JOB ITEM A -> In the records, starting with the line with "</instance>" and going on through the end of the records, substitute "coarse mask" for every "rough mask" and change nothing else. Give back only those lines, without the pictures.

SELECTED EXTRACT ->

A python package for analyzing, visualizing and generating synthetic birdsongs from recorded audios.
- Birdsongs
Design, development, and evaluation of a computational-physical model for generating synthetic birdsongs from recorded samples.
Study and Python implementation of the motor gestures for birdsongs model created by Prof. G Mindlin. This model explains the physics of birdsong by simulating the organs involved in sound production in birds, including the syrinx, trachea, glottis, oro-esophageal cavity (OEC), and beak, using ordinary differential equations (ODEs).
This work presents an automated model for generating synthetic birdsongs that are comparable to real birdsong in both spectrographic and temporal aspects. The model utilizes motor gestures for birdsongs model and an audio recording of real birdsong as input. Automation is achieved by formulating a minimization problem with three control parameters: air sac pressure of the bird’s bronchi, labial tension of the syrinx walls, and a time scale constant. This optimization problem is solved using numerical methods, signal processing tools, and numerical optimization techniques. The objective function is based on the Fundamental Frequency (also called pitch, denoted as FF or F0) and the Spectral Content Index (SCI) of both synthetic and real syllables.

JOB ITEM B -> From the birdsong package description, reproduce the passage starting with "This work presents" and going on through "and real syllables.".

[Collected data]

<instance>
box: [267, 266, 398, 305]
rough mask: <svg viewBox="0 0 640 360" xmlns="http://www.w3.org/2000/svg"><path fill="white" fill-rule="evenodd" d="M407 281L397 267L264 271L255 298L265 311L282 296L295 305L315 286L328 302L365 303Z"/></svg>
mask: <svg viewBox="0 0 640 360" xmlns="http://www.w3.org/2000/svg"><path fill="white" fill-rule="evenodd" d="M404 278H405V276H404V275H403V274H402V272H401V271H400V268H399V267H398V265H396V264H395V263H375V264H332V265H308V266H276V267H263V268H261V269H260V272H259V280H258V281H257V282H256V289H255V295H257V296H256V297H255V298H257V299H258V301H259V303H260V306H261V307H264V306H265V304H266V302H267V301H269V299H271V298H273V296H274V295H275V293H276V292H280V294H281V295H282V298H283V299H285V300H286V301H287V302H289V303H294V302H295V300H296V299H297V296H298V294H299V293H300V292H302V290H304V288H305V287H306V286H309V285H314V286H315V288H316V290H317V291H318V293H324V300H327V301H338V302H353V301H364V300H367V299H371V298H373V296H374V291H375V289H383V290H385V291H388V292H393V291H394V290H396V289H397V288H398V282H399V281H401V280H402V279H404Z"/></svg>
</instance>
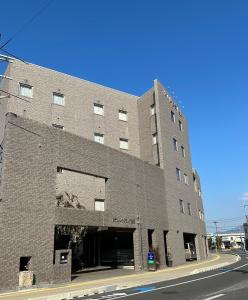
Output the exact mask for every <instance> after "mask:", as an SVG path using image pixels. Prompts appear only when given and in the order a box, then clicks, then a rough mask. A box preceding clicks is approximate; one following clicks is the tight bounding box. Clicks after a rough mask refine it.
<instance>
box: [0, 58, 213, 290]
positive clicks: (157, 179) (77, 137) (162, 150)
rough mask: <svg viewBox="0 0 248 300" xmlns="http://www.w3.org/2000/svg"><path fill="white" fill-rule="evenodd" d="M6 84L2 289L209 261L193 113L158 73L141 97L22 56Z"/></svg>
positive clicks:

TASK RESULT A ->
</instance>
Output the exact mask for every <instance> after "mask:", as an SVG path using image pixels. Prompts appear only when given and in the order a box, then clicks, then a coarse mask. A box preceding clicks is approximate; one following clicks is the tight bounding box. Clicks after a coarse mask refine it.
<instance>
box: [0, 58, 213, 290]
positive clicks: (157, 179) (77, 137) (162, 150)
coarse mask: <svg viewBox="0 0 248 300" xmlns="http://www.w3.org/2000/svg"><path fill="white" fill-rule="evenodd" d="M6 84L2 289L209 261L193 113L158 73L141 97L22 56Z"/></svg>
positive clicks:

TASK RESULT B ->
This work presents an automated model for generating synthetic birdsongs that are comparable to real birdsong in both spectrographic and temporal aspects. The model utilizes motor gestures for birdsongs model and an audio recording of real birdsong as input. Automation is achieved by formulating a minimization problem with three control parameters: air sac pressure of the bird’s bronchi, labial tension of the syrinx walls, and a time scale constant. This optimization problem is solved using numerical methods, signal processing tools, and numerical optimization techniques. The objective function is based on the Fundamental Frequency (also called pitch, denoted as FF or F0) and the Spectral Content Index (SCI) of both synthetic and real syllables.